Document extract –
┄┄┄┄┄┄

Meet the candidates for Wisconsin Assembly seat 76, the isthmus’ representation in the state Legislature
MADISON, Wis. — It’s a crowded field for one Madison Assembly seat that’s up for grabs this year.
With Democratic Rep. Chris Taylor moving on to the circuit court, there are seven Democrats hoping to take her spot representing the isthmus at the capitol: Heather Driscoll, a community advocate and activist; Dewey Bredeson, the owner of a real estate company; Tyrone Cratic Williams, a police officer; Francesca Hong, a small business owner and activist; Nicki Vander Meulen, a lawyer and member of the Madison Metropolitan School Board; Marsha Rummel, a Madison alderperson; and Ali Maresh, a mental health advocate.
Driscoll said she sees climate change as something the state needs to take immediate action on. She also supports legalizing marijuana and expanding access to affordable healthcare.
“With healthcare people I loved died due to lack of adequate or affordable healthcare,” she said. “My dad died from gun suicide when I was two and a half years old due to a mental health crisis and easy access to firearms, and my aunt died from hemorrhaging from a miscarriage without health insurance.”
Williams said his position and experience as a Black, male police officer puts him in a unique position when talking criminal justice reform with other legislators.

┄┄┄┄┄┄

Stored items:
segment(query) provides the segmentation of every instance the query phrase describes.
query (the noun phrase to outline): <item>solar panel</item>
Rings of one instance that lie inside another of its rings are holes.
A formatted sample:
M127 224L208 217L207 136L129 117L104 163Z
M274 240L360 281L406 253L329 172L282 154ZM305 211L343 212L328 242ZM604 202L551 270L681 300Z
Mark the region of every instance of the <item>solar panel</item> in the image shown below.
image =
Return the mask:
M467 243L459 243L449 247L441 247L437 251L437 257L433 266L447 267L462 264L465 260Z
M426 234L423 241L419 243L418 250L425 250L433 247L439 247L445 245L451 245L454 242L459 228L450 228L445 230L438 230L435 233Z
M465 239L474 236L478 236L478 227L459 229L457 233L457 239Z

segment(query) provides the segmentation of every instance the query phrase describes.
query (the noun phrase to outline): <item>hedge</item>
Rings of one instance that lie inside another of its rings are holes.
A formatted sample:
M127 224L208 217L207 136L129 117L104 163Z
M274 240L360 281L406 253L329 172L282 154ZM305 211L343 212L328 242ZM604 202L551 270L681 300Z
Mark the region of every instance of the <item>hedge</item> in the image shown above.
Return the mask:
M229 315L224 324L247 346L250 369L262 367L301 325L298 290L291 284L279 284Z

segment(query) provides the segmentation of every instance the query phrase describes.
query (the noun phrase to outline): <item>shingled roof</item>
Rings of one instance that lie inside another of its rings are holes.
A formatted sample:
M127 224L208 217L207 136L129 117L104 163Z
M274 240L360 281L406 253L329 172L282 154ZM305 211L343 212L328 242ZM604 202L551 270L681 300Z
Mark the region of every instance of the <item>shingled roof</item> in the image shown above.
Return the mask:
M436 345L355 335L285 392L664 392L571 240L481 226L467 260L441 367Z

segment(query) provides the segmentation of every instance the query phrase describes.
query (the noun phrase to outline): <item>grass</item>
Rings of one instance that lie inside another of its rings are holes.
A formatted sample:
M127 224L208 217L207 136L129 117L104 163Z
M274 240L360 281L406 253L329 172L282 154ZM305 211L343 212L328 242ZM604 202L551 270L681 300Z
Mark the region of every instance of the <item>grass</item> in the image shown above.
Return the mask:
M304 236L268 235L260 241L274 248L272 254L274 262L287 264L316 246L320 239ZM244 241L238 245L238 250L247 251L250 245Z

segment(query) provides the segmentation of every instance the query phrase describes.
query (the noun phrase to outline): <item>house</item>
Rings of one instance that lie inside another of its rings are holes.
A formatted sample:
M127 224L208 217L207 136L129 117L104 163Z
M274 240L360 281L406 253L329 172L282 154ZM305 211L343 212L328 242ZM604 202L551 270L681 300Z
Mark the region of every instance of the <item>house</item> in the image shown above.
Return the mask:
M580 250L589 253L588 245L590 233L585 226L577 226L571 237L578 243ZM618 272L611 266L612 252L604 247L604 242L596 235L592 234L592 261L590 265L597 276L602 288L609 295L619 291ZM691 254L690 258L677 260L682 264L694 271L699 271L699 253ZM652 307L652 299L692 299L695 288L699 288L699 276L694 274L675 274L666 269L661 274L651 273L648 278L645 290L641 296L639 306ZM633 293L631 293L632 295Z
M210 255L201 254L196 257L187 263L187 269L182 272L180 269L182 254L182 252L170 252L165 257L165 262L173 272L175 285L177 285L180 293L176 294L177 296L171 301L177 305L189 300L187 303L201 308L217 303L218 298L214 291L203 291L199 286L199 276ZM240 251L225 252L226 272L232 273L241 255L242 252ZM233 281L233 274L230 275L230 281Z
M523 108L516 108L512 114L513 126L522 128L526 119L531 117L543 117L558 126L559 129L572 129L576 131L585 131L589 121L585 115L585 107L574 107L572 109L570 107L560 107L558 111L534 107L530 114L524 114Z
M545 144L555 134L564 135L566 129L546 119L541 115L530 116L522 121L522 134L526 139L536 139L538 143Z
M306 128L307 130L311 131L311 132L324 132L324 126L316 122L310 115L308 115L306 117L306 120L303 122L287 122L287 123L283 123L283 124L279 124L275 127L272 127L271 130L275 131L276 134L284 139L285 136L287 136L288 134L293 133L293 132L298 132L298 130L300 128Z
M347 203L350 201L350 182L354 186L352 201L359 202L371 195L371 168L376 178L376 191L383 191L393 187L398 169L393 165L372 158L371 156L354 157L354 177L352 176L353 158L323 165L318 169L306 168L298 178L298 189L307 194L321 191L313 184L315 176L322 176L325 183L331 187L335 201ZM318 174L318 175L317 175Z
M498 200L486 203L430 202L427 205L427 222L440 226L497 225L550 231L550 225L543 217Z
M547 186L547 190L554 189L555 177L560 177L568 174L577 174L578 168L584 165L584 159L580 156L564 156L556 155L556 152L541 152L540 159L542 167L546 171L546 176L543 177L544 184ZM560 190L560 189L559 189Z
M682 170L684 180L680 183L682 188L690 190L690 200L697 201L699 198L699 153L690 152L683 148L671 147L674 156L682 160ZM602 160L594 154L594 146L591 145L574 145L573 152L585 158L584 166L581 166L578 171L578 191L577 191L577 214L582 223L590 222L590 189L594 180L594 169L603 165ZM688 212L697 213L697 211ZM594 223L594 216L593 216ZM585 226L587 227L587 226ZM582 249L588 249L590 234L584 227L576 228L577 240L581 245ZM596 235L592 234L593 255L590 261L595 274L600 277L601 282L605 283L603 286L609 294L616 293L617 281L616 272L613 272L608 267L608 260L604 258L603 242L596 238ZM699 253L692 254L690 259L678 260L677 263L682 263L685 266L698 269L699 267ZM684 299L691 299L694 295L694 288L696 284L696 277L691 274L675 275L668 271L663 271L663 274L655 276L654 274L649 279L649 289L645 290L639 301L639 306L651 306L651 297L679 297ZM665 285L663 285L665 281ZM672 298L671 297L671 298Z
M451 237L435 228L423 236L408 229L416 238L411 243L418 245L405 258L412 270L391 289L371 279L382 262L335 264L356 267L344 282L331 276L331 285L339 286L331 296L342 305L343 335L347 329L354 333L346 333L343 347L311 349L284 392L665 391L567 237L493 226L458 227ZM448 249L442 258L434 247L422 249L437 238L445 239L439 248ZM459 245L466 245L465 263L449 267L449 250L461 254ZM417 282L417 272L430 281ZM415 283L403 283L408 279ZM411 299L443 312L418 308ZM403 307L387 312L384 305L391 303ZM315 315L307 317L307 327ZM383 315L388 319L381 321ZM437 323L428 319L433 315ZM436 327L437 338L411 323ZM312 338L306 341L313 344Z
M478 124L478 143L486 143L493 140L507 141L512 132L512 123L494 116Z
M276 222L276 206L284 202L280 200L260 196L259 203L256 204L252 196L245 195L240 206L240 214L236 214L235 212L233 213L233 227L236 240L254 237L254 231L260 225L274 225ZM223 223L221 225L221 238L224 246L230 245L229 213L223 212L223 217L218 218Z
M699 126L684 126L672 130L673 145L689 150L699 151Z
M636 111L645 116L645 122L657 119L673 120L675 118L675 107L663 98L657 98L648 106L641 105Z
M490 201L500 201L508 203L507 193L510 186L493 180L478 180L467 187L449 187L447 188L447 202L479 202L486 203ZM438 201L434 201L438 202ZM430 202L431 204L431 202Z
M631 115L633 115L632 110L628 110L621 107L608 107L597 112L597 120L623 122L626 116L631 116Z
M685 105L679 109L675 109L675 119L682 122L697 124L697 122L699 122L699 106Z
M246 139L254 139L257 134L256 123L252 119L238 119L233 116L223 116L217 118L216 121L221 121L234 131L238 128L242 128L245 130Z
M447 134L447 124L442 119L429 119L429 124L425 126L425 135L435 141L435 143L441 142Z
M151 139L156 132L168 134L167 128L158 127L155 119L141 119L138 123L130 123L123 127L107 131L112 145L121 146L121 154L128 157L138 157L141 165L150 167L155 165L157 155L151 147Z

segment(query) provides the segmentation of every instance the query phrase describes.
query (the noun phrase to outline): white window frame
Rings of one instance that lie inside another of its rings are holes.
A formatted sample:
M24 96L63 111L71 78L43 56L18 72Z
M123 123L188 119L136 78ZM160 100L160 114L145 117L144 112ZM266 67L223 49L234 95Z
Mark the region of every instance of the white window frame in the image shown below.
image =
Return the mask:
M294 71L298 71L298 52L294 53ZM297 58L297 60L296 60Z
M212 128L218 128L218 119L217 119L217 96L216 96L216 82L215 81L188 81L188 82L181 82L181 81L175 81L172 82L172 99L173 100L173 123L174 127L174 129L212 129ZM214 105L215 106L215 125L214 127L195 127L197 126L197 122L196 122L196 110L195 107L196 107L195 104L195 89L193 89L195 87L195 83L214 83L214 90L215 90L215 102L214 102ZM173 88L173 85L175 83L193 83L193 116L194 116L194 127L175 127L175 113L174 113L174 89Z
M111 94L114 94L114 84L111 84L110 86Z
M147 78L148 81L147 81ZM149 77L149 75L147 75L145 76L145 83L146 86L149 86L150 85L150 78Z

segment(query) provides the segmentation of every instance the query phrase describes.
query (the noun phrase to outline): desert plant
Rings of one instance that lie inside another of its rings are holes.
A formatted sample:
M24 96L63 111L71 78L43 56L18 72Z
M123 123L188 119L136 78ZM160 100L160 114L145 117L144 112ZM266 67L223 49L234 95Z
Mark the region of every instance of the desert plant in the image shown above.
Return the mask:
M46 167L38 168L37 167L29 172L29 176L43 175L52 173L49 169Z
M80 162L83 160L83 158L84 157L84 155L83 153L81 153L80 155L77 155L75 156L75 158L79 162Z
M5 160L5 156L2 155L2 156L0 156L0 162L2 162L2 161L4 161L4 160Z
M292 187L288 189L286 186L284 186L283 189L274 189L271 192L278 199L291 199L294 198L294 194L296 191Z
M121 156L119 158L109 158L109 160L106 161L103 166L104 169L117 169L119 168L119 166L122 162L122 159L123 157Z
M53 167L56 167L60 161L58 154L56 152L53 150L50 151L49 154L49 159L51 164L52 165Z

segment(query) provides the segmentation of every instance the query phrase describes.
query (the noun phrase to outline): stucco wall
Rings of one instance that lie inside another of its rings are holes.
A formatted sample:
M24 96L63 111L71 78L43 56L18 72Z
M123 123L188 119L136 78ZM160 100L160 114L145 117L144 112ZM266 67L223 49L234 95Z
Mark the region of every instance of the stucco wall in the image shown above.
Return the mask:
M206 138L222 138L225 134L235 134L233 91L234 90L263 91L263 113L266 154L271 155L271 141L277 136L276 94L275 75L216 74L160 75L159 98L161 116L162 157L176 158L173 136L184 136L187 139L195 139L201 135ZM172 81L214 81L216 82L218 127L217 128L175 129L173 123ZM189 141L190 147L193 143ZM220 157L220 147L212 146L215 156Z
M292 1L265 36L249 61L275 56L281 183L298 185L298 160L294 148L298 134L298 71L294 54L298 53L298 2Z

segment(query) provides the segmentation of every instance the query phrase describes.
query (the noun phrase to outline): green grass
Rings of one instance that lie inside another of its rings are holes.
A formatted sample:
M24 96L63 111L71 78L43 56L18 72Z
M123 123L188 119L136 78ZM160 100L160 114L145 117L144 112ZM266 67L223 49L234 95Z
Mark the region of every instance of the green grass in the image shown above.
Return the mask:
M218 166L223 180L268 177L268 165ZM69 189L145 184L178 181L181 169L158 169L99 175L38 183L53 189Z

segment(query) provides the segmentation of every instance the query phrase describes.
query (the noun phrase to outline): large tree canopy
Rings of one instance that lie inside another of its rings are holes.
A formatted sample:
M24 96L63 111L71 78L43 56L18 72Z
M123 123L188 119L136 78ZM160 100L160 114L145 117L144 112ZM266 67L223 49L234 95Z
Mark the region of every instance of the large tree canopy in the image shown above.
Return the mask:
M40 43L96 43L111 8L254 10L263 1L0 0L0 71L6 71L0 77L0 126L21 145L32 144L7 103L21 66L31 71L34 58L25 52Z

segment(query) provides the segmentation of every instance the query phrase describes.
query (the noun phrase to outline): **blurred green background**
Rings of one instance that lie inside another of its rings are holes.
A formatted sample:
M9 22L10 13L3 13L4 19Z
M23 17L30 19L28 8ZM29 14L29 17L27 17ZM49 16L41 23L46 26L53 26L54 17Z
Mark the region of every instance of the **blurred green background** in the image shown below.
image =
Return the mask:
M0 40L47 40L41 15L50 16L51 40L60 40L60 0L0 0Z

┄┄┄┄┄┄

Tasks and exercises –
1. In the article on the Wisconsin Assembly seat 76 race, which candidate is a member of the Madison Metropolitan School Board?
2. Write the next part of the article on the Assembly seat 76 candidates, picking up after its last sentence.

Answers below –
1. Nicki Vander Meulen.

2.
“I’m calling to really reform and redefine what it really is that the role of the officer should be,” he said.
Williams also said he brings experience being a workforce development and financial literacy expert.
Hong runs a restaurant that had to shut down during the coronavirus, and she said the state government needs to be able to control the virus and response to lessen the blow to small businesses. She also wants to legalize cannabis, which she said would help with tax revenue shortfalls from the coronavirus. As an activist, she also wants to see incremental reform and eventual abolition of the police.
“It starts with reform, but it really needs to be pushed toward abolition,” she said. “And we have to look at social services, funding jobs funding mental health services for communities to start healing.”
Vander Meulen said she is set apart from her fellow candidates in that she is the only lawyer of the bunch. The MMSD school board member has voted to remove school resource officers, and she said she wants to bring equity to education and the workplace.
“I want to get rid of the sub minimum wage,” she said. “Currently we pay the disabled four cents an hour because we’re exempt from the Fair Wage Labor Act.”
If elected, Vander Meulen said she would be the first openly autistic to serve in the state Legislature.
Maresh said she got in the race to improve the mental health of people in the community. She said she considers herself a progressive who wants to work with Republicans to bring about change, including establishing mental health supports for the years following the coronavirus pandemic.
“We talk about emotional pain and stress,” she said. “We’re all feeling that, and we have to think about the long-term implications of living during this time period and that we’re going to need some additional support.”
Bredeson and Rummel did not return a request for comment.
The primary for this seat is Aug. 11. The winner will go on to face Republican Patrick Hull in November.